Problem statement ::
Revise the data below by replacing every "Locate every instance" with "Mark each instance", leaving all else unchanged.

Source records
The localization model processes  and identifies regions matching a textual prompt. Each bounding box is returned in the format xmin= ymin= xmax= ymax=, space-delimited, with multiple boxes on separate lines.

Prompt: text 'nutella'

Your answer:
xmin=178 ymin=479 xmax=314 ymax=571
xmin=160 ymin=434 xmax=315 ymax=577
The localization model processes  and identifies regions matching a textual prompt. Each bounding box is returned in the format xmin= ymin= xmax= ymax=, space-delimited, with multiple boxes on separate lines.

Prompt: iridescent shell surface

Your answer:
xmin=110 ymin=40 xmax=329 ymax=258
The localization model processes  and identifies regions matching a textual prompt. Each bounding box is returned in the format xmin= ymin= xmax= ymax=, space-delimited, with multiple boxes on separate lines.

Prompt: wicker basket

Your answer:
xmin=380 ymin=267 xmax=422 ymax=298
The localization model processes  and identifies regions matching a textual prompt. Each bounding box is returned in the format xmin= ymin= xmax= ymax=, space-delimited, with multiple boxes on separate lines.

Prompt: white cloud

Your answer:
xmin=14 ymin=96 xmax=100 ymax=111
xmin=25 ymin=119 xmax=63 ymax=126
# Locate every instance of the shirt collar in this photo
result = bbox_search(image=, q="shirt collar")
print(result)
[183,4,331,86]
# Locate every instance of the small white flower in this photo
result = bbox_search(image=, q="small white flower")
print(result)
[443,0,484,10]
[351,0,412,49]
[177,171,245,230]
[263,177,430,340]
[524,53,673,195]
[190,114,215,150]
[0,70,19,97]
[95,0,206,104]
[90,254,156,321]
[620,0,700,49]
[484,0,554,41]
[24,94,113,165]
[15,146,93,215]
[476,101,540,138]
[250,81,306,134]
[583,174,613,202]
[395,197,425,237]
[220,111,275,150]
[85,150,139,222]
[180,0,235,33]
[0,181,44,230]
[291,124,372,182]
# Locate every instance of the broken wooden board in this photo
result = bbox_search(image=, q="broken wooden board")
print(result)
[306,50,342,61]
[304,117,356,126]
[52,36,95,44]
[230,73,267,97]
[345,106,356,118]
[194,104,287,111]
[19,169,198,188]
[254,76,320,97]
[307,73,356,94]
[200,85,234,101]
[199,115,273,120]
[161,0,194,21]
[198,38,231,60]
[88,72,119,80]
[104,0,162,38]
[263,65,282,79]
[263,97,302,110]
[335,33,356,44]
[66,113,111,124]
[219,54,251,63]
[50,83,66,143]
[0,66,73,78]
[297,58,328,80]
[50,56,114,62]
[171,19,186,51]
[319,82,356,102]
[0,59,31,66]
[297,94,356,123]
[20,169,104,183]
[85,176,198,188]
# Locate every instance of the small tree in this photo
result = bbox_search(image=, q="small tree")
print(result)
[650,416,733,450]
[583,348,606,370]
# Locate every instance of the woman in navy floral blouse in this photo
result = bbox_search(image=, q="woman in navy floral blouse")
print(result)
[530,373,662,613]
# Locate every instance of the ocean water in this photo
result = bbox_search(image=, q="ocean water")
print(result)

Full response ::
The localization model processes  and identifies regions matching a textual prompt. Each bounding box is returned in the format xmin= ymin= xmax= ymax=, space-delimited, with multiple boxes on separate lines.

Prompt: text 'nutella'

Your answer:
xmin=178 ymin=479 xmax=314 ymax=571
xmin=160 ymin=434 xmax=315 ymax=577
The localization model processes  and identifies regions matching a textual prompt. Each bounding box is returned in the format xmin= ymin= xmax= ymax=, space-delimited, with multiple boxes on separate lines.

Prompt: iridescent shell surface

Your answer:
xmin=110 ymin=40 xmax=329 ymax=258
The localization model processes  and identifies regions matching a textual prompt. Each bounding box is returned in the format xmin= ymin= xmax= ymax=, space-delimited, with multiple boxes on separate lines.

Prompt: wicker basket

Your answer:
xmin=380 ymin=267 xmax=422 ymax=298
The localization model processes  and identifies regions matching a textual prompt. Each bounding box is returned in the format xmin= ymin= xmax= ymax=, space-delimited, with multiple boxes on separate lines.

Prompt: white cloud

Your answer:
xmin=14 ymin=96 xmax=100 ymax=111
xmin=25 ymin=119 xmax=63 ymax=126
# Mark each instance of the shirt collar in this photo
result = bbox_search(image=, q="shirt collar")
print(result)
[183,4,331,86]
# Mark each instance of the small white flower in this photo
result = bbox_search(image=, q="small white flower")
print(result)
[443,0,484,10]
[351,0,412,49]
[177,171,245,230]
[263,177,430,340]
[524,53,673,195]
[190,114,215,150]
[0,70,19,97]
[95,0,206,104]
[90,254,156,321]
[620,0,700,49]
[484,0,554,41]
[24,94,113,165]
[15,146,93,215]
[476,101,540,138]
[250,81,306,134]
[583,174,613,202]
[395,197,425,237]
[220,111,275,150]
[85,150,139,222]
[180,0,235,33]
[0,181,44,230]
[291,124,372,182]
# Mark each instance of the broken wooden board in this photo
result = bbox_search(image=, q="broken wooden board")
print(result)
[306,50,342,61]
[304,117,356,126]
[52,36,95,44]
[230,73,267,97]
[345,106,356,118]
[194,104,287,111]
[19,169,198,188]
[254,76,320,97]
[307,73,356,94]
[200,85,234,101]
[199,115,273,120]
[161,0,194,21]
[198,38,231,60]
[88,72,119,80]
[104,0,162,38]
[263,65,282,79]
[263,97,302,110]
[335,33,356,44]
[66,113,111,124]
[219,54,251,63]
[50,83,66,143]
[0,66,73,78]
[297,58,328,80]
[50,56,114,62]
[171,19,186,51]
[319,82,356,102]
[0,59,31,66]
[297,94,356,123]
[20,169,104,183]
[85,176,198,188]
# Mark each instance of the small tree in this photo
result = bbox_search(image=, q="small tree")
print(result)
[650,416,733,450]
[583,348,606,370]
# Mark each instance of the woman in navy floral blouse in this photo
result = bbox_search(image=, q="woman in navy floral blouse")
print(result)
[530,373,662,613]
# Mark each instance of the ocean water in this photo
result = bbox_search(image=, q="ocean water")
print(result)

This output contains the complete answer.